For this exercise, copy the data exactly and omit any images.

Referring expression pointing data
────────────────────────────────────────

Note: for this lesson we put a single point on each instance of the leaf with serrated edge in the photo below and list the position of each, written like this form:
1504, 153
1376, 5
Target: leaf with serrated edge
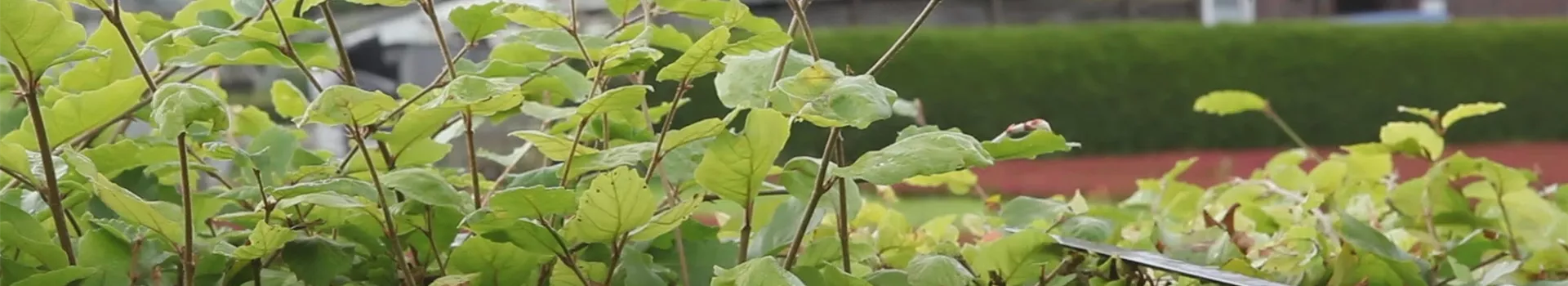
734, 165
1230, 102
617, 203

────────────────────────────────────────

§ SOLUTION TO THE EXERCISE
Note: for this lesson we put a single point on each instance of the leaf with serrated edge in the photo below and list the position of each, written like this form:
1504, 153
1376, 5
Target: leaf with serrated edge
734, 165
1230, 102
617, 203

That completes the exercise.